◆ DOCUMENT SEGMENT
======
Lectionary Reflections: Easter Vigil – Holy Saturday [a] April 15, 2017

Engaging Faith | Mon, Apr 10, 2017

By John Bucki, S.J.
Source: Education for Justice

Easter Vigil – Holy Saturday

April 15, 2017


Genesis 1:1-2:2

Genesis 22:1-18

Exodus 14:15-15:1

Isaiah 54:5-14

Isaiah 55:1-11

Baruch 3:9-15, 32-4:4

Ezekiel 36:16-17a, 18-28

Romans 6:3-11

Luke 24:1-12



I ask everyone with political responsibility to remember two things: human dignity and the common good. 

-Pope Francis @Pontifex, May 1, 2014

Let us ask the Father of mercies to enable us to live fully the faith graciously bestowed upon us on the day of our Baptism and to bear witness to it freely, joyfully and courageously. This will be the best service we can offer to the cause of Christian unity, a service of hope for a world still torn by divisions, conflicts and rivalries. 

-Pope Francis, March 20, 2013

Christ is looking for men and women who will help him to affirm his victory using his own weapons: the weapons of justice and truth, mercy, forgiveness and love. 

-Benedict XVI, Urbi et Orbi Message, Easter 2009

Rising from the waters of the Baptismal font, every Christian hears again the voice that was once heard on the banks of the Jordan River: "You are my beloved Son; with you I am well pleased."

-John Paul II, Christifideles Laici, 11

It would be a contradiction to settle for a life of mediocrity, marked by a minimalist ethic and a shallow religiosity. To ask catechumens: "Do you wish to receive Baptism?" means at the same time to ask them: "Do you wish to become holy?" It means to set before them the radical nature of the Sermon on the Mount.”
======
(Data excerpts)
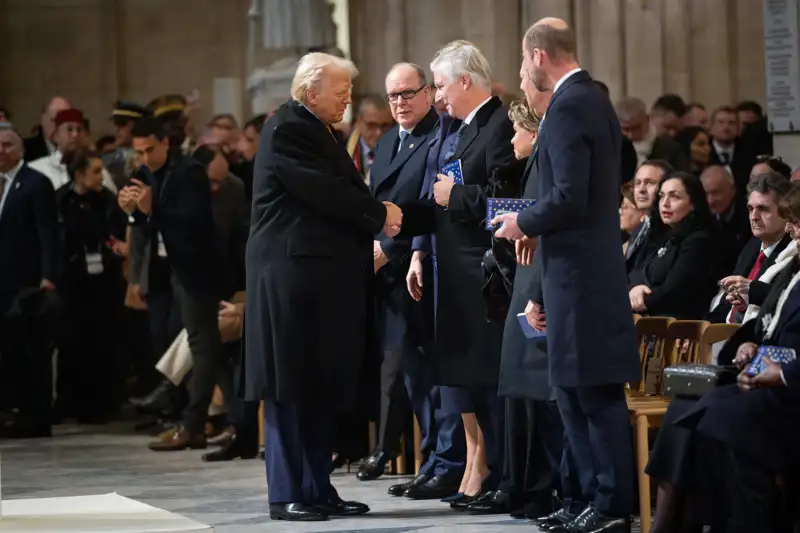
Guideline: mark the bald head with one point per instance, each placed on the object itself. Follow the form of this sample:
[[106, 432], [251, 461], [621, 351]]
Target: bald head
[[554, 37]]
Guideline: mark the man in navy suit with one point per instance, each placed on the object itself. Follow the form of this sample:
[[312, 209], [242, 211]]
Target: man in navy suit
[[28, 271], [591, 340]]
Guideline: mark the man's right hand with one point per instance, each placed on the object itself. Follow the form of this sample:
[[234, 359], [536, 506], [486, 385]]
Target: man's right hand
[[127, 199], [536, 318], [414, 276]]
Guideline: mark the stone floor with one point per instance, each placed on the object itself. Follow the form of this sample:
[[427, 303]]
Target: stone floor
[[229, 496]]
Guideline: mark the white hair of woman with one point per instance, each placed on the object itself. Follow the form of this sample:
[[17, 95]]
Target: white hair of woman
[[459, 58], [311, 72]]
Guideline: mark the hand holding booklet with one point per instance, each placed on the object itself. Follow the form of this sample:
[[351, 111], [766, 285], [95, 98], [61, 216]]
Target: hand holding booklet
[[499, 206]]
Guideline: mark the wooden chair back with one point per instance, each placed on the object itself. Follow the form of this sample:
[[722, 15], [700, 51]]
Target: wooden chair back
[[713, 334], [651, 338]]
======
◆ TASK STATEMENT
In the Easter Vigil reflection, please name the reading from Luke that is listed for the day.

◆ SOLVED EXERCISE
Luke 24:1-12